> _ARTICLE_:
· · ·
P1)       With reference to existential import, PC usually outweighs NPC.  (Because our PS is inescapably finite.)
P2)       All other things being equal, reports of experience of absence of X would not outweigh reports of experience of presence of X; the latter normally outweigh the former.
P3)       All other things being equal, if X is an elusive object, then reports of experience of X would normally outweigh the reports of experience of absence of X.
An elusive  object is one which we can't manipulate & cannot experience it at will.  It may be so because of its transient existence; or else it is due to the unpredictability of its behaviour & its appearance.  A shooting star is elusive due to both reasons.  A person can be elusive due to the second reason alone.  Consider the following story.[4]  During war time, I had the experience of a secret agent who frequently appeared mysteriously to me alone & then disappeared after a short while.  No other people seemed to have similar experiences.  Certainly this secret agent is elusive but does it mean that it is more probable that my experience of him is unveridical?  Does the fact that others lacked similar experiences discredit my positive experiences?  I think not.
· · ·
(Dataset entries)
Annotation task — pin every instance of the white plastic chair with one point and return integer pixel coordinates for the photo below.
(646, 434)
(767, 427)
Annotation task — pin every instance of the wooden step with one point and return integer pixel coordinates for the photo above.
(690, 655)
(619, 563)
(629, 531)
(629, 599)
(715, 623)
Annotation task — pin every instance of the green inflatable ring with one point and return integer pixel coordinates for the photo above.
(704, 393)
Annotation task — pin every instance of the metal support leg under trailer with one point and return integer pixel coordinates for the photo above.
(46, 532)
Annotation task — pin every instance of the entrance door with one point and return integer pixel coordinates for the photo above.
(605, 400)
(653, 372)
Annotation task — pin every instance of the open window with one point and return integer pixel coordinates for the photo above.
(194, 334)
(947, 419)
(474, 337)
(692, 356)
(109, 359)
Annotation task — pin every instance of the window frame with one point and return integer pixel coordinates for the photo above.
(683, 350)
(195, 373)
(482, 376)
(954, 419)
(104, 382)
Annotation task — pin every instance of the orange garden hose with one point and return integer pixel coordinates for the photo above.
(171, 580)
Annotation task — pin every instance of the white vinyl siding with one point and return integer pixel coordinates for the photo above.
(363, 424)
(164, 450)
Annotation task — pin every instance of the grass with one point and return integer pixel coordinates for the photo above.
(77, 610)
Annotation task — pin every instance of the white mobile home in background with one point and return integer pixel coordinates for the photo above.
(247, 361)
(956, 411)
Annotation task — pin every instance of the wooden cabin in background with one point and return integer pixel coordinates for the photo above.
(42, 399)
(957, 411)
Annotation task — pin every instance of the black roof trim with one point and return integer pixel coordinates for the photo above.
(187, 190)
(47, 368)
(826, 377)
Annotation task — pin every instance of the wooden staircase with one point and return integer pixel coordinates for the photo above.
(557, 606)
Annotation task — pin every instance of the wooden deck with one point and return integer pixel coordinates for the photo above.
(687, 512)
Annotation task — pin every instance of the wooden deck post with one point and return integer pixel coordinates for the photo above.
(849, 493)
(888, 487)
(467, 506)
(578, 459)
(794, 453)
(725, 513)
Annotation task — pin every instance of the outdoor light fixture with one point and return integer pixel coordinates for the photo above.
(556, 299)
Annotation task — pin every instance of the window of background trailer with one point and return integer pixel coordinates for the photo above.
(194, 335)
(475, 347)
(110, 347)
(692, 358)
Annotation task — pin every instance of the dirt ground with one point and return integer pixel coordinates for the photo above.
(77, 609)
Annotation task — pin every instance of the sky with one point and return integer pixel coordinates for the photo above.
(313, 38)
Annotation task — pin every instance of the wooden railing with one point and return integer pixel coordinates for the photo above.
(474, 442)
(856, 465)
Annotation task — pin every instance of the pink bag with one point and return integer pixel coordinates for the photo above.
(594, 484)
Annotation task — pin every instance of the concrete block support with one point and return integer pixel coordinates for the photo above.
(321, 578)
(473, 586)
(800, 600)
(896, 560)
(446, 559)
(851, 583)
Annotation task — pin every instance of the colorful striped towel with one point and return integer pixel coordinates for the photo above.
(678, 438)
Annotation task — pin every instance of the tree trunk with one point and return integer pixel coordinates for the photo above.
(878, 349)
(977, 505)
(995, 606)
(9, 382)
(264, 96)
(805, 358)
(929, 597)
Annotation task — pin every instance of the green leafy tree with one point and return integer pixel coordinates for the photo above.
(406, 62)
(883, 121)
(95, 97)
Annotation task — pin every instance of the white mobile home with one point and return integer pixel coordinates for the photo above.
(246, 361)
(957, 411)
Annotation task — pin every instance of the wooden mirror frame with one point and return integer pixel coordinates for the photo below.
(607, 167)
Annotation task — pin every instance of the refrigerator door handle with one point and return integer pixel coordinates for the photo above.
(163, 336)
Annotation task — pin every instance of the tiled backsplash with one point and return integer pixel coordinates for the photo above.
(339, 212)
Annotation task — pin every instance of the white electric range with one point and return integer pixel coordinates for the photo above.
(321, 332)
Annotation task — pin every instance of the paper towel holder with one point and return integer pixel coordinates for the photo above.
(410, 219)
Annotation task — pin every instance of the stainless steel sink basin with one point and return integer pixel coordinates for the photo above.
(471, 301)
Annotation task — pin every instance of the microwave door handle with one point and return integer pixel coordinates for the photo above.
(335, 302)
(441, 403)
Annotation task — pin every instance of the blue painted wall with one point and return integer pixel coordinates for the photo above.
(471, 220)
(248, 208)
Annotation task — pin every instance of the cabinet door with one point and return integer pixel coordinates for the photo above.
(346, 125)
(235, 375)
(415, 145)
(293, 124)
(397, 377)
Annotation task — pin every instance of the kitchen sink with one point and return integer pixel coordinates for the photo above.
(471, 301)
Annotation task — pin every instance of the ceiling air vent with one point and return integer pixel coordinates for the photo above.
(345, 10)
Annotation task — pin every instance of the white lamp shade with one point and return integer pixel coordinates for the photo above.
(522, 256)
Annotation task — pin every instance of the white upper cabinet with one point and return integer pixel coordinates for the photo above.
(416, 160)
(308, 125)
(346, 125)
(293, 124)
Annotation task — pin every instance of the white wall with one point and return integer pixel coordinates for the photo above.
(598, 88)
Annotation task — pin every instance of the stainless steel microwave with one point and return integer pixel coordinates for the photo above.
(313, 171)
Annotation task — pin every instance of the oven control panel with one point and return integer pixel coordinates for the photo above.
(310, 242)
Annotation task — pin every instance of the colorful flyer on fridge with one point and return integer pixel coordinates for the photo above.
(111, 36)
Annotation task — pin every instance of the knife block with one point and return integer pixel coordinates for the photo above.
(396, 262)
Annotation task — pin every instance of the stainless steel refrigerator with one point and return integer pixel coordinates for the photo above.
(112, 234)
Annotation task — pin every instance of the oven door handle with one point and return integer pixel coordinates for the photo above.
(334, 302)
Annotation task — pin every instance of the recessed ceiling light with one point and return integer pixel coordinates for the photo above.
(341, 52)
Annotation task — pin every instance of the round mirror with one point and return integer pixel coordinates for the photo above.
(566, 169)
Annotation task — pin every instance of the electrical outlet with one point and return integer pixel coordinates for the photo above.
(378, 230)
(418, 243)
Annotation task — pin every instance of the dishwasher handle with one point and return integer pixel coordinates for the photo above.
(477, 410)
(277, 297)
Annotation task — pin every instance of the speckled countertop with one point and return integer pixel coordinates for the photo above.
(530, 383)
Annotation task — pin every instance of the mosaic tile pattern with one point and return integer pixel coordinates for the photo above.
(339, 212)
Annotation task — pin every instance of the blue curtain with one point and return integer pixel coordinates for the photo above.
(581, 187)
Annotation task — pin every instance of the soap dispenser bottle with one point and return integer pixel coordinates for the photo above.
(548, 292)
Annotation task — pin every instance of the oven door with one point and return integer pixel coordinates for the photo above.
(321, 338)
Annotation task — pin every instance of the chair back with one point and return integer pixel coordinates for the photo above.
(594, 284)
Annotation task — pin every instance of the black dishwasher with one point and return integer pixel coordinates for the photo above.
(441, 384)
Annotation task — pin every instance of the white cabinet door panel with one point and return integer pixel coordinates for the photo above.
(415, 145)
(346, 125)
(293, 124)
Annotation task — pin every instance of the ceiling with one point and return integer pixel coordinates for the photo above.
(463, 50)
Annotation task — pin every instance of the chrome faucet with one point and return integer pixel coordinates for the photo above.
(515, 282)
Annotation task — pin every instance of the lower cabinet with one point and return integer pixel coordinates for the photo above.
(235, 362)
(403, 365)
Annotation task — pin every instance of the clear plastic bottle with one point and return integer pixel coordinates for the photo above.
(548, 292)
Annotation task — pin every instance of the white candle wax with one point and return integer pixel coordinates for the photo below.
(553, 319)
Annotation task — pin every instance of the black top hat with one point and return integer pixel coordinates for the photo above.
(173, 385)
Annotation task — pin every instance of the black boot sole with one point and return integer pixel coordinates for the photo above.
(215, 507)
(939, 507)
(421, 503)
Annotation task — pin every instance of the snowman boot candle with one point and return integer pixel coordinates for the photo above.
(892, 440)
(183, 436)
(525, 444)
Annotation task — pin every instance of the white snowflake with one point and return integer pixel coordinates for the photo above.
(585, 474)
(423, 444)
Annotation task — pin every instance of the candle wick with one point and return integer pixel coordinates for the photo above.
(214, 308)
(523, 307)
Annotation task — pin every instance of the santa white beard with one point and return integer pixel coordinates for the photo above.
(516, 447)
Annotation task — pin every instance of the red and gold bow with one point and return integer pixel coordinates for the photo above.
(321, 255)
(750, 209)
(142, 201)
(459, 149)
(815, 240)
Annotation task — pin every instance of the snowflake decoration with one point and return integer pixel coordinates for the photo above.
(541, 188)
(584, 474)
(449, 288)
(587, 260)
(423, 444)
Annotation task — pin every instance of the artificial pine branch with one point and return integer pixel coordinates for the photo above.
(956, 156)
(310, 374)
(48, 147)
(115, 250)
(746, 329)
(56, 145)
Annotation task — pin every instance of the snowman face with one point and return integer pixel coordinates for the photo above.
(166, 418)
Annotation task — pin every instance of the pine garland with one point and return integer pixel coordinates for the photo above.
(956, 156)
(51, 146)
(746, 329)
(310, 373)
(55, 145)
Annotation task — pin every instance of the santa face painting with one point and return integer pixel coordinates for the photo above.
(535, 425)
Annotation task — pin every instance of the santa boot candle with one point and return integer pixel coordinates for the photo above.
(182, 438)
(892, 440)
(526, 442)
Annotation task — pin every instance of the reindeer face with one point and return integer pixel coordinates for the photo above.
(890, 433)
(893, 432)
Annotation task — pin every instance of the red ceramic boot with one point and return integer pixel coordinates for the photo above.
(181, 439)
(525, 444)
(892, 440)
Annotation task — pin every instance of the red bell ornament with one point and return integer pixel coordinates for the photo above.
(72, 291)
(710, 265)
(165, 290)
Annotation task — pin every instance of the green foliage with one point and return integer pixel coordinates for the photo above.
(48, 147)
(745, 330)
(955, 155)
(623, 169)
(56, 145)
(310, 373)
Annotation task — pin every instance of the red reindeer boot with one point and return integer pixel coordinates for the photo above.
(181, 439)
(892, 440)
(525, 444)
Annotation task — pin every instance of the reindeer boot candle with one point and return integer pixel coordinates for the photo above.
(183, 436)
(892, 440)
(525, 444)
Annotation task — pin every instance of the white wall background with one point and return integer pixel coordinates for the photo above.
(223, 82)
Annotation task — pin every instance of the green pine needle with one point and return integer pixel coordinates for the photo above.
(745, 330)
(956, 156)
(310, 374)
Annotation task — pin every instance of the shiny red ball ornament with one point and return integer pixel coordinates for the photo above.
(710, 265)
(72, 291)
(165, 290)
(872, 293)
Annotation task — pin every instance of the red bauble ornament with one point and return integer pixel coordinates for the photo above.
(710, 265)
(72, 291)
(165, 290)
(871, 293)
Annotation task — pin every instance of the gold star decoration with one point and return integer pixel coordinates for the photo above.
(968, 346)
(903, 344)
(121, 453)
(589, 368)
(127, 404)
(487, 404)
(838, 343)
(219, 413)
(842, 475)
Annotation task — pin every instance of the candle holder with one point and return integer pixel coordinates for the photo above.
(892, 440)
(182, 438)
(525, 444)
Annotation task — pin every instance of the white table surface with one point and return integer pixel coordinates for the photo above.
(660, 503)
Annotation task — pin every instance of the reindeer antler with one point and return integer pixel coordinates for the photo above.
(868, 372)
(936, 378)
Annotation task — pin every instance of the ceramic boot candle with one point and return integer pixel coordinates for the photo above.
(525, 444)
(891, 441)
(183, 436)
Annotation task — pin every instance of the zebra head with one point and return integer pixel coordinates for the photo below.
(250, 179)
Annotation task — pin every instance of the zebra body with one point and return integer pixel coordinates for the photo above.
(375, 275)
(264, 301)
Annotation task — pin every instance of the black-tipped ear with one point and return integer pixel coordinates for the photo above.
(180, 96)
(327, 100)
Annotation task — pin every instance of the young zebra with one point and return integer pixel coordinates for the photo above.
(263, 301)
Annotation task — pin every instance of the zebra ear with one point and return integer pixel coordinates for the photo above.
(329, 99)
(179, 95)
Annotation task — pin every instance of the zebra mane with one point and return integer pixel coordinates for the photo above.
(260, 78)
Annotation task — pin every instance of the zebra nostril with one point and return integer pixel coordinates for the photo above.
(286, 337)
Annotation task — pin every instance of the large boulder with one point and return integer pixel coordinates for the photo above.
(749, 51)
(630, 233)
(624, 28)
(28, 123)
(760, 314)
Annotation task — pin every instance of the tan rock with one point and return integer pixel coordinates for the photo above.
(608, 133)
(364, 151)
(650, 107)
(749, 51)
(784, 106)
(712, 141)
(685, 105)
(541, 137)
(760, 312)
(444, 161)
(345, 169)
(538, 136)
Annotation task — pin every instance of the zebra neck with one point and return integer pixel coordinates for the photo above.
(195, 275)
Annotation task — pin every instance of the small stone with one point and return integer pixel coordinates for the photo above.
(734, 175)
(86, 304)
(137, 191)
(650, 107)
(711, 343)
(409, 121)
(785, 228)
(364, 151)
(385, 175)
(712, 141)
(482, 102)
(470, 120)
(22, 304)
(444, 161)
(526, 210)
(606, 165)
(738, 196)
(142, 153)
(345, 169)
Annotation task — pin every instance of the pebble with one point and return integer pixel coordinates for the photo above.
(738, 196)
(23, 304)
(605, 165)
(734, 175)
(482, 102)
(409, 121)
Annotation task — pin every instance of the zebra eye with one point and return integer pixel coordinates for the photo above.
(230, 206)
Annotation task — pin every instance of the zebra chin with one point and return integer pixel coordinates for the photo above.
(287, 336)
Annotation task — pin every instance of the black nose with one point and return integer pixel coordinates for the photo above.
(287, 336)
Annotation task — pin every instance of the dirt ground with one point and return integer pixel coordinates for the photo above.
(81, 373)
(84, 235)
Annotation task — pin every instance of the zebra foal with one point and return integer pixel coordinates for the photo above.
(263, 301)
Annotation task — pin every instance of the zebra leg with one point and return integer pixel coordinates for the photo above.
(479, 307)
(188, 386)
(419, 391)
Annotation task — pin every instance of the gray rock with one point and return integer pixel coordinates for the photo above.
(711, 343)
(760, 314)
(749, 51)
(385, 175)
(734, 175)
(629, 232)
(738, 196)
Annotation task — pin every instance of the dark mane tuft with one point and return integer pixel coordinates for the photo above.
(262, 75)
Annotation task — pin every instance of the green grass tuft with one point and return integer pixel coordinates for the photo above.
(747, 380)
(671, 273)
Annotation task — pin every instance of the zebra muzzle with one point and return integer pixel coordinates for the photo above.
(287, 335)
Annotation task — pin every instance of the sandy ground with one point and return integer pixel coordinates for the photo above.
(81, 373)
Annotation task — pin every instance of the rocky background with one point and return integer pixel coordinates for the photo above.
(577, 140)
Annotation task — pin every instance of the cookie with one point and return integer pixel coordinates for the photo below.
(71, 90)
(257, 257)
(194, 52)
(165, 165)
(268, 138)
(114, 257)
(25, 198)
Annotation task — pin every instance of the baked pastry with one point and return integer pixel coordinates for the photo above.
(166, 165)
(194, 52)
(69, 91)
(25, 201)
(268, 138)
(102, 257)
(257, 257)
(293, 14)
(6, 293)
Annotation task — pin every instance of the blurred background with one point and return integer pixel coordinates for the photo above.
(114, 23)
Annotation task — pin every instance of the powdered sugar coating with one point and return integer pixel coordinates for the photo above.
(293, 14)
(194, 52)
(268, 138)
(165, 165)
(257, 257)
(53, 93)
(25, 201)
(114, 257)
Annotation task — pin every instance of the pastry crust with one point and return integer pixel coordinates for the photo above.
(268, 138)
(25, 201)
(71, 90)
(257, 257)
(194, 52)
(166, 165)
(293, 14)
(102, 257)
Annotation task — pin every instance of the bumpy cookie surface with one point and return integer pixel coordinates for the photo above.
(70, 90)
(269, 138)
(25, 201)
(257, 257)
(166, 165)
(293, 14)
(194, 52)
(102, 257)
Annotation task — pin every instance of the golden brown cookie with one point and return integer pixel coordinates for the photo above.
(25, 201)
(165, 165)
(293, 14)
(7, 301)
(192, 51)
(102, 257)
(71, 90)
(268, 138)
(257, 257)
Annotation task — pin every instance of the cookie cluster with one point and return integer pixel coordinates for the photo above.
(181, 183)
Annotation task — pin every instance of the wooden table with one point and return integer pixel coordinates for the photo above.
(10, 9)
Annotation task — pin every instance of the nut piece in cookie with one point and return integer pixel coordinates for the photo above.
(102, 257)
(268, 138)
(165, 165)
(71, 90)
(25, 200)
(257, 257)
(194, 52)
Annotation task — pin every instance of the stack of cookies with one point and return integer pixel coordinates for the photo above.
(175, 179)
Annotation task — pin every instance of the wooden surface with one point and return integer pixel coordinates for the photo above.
· · ·
> _SHORT EXERCISE A_:
In the passage on elusive objects, what makes a shooting star elusive?
> _SHORT EXERCISE B_:
Continue the passage on elusive objects from its last sentence.
The dataset entries are separate material and are not part of the passage on elusive objects.

> _TASK RESPONSE A_:
Both reasons: its transient existence and the unpredictability of its behavior and appearance.

> _TASK RESPONSE B_:
       Now can we apply the above considerations to experience of absence of God?  (P2) seems also applicable here.  In general reports of experience of absence of God are still open to more defeaters than reports of experience of God.  (P3) also seems applicable to God because God is also an elusive object of experience in the sense that his personal nature & sovereign freedom make an experience of Him unmanipulable by us.  The application of (P1) is not so straightforward.  It is because the idea of a physical PS is not applicable to God.  If it is, then it could be argued that since God is everywhere God should be present in the PS of everyone all the time.  This would make the experience of absence of God even harder to explain from the theist's perspective.  Again the clue seems to be the personal nature of God.  So let us look closer at the realm of interpersonal experience & I would argue for the coherence of the idea of an 'interpersonal perceptual space'.  I suggest this idea models better the perceptual relationship of man & God & given this idea we can see that though God is omnipresent, He is not automatically within everybody's perceptual space.   If this is correct, then (P1) would also apply in the case of God.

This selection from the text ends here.